[[ Exercise materials, beginning ]]

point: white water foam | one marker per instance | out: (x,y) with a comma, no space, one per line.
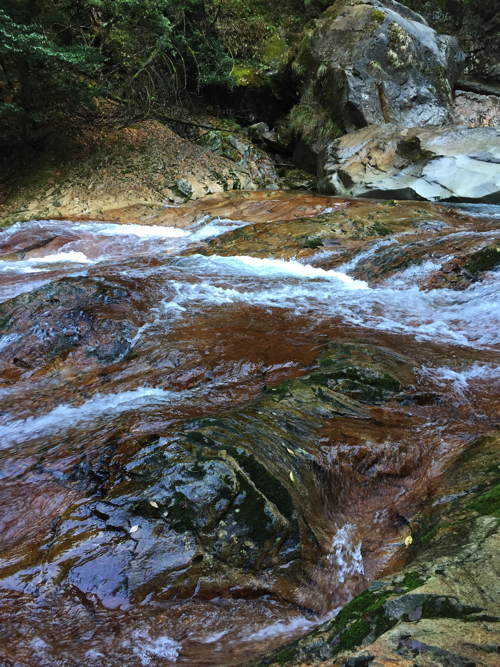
(150,650)
(65,415)
(461,381)
(470,317)
(345,554)
(7,340)
(273,268)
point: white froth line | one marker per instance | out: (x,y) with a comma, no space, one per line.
(65,416)
(270,267)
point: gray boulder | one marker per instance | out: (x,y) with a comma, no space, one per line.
(373,62)
(452,163)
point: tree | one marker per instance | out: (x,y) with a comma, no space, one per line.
(39,73)
(155,49)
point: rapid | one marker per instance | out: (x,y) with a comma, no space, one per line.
(117,340)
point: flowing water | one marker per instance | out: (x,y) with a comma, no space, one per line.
(141,329)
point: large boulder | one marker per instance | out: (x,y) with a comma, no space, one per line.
(453,163)
(372,62)
(476,110)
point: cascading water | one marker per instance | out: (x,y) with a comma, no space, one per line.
(122,344)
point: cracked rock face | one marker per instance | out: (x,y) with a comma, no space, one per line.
(373,62)
(451,163)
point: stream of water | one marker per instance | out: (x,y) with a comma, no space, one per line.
(177,335)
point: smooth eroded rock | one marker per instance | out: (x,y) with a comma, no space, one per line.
(453,163)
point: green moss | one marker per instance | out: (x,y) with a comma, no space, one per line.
(279,392)
(354,635)
(252,512)
(250,75)
(361,383)
(313,243)
(483,260)
(377,16)
(313,123)
(411,581)
(489,504)
(428,536)
(266,482)
(436,606)
(364,614)
(181,514)
(284,656)
(381,229)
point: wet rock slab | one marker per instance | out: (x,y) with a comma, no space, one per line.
(451,163)
(443,608)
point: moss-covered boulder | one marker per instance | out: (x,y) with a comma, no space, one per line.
(230,504)
(443,608)
(254,160)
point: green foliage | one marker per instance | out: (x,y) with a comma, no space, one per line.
(39,70)
(55,54)
(483,260)
(157,48)
(489,504)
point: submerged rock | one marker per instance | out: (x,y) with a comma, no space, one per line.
(443,608)
(444,163)
(252,159)
(227,504)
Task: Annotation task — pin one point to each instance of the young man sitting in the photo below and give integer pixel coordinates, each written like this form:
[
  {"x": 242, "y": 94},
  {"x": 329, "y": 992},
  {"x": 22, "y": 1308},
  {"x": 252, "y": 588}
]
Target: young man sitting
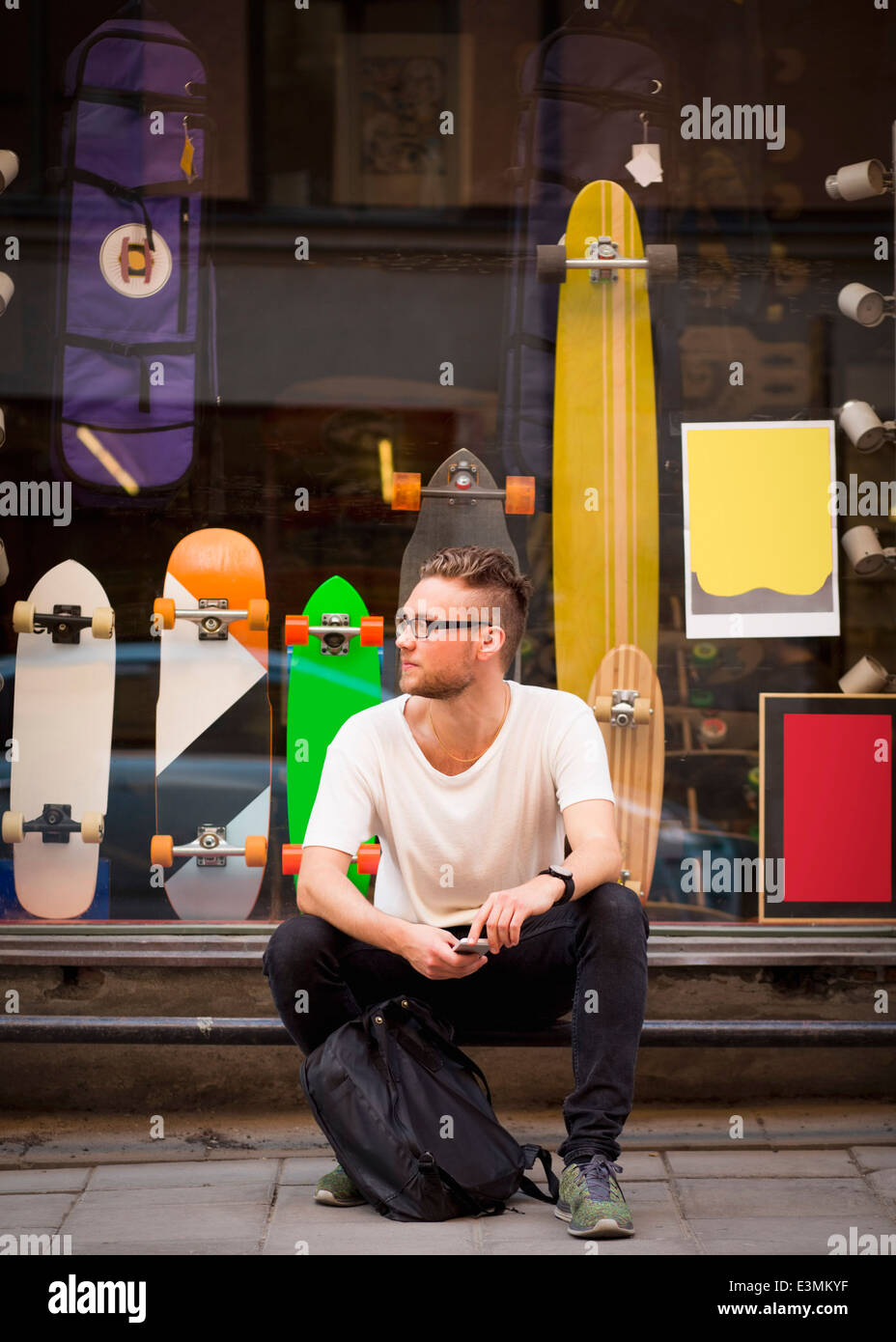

[[ Exercise materials, end ]]

• Instructions for the task
Please give again only the lines from the one containing "point: wet rock" through the last line of the entries above, exactly as they stand and without pictures.

• Output below
point: wet rock slab | one marker per instance | out: (x,y) with a comma, no space, one per line.
(451,163)
(443,608)
point: moss-covered boulder | one marker per instance | out: (x,y) with a comma, no space, one per line.
(230,504)
(443,608)
(254,160)
point: green foliage | one marker per instance | out: (x,y) with a comma, no space, one per line.
(39,70)
(55,54)
(483,260)
(157,48)
(489,504)
point: submerged rock | one marker per instance | out: (x,y) with a comma, no space, one per line.
(443,608)
(444,163)
(252,159)
(227,504)
Task: Annotation task — pin one point to each instance of the young man sitting in the photo below and give integer pixel coordinates, each written like this form:
[
  {"x": 242, "y": 94},
  {"x": 329, "y": 992},
  {"x": 22, "y": 1308},
  {"x": 252, "y": 588}
]
Target: young man sitting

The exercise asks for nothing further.